◆ DIRECTIONS FOR THIS TASK: Lines before the one containing "reflection of sky" are excluded; print that line and every line after it through the end of the material below, exactly.

◆ RECORDS SHOWN:
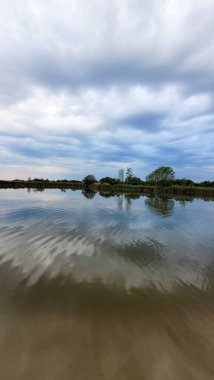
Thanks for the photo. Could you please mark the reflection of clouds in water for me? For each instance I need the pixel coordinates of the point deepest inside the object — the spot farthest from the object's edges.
(101, 245)
(86, 241)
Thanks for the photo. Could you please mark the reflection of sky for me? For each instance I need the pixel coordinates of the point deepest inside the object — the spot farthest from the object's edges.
(54, 233)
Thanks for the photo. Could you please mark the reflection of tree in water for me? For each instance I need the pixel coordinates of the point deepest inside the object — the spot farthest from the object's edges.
(105, 195)
(89, 194)
(126, 199)
(162, 206)
(38, 189)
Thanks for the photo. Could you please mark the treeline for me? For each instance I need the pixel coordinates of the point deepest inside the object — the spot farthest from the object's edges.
(160, 181)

◆ TASK ANSWER:
Thanks for the photo. Could you please mark the reflection of sky for me? For each instance I need the pixel coordinates of the point deepest inside the object — the spot farthest from the object's edges.
(54, 233)
Thanks for the photo. Could you please mark the reflection of tree in water for me? For each instance I need the pixel coordinates of the point deepest inside the object — the spot farthest from the object's edges.
(105, 195)
(89, 194)
(126, 199)
(162, 206)
(38, 189)
Thanks for the photo. Could you please mark the treeline for me? For each instance I need the pixel coordinates of the point deepest inside the object — the spot farthest from the object's edges.
(160, 181)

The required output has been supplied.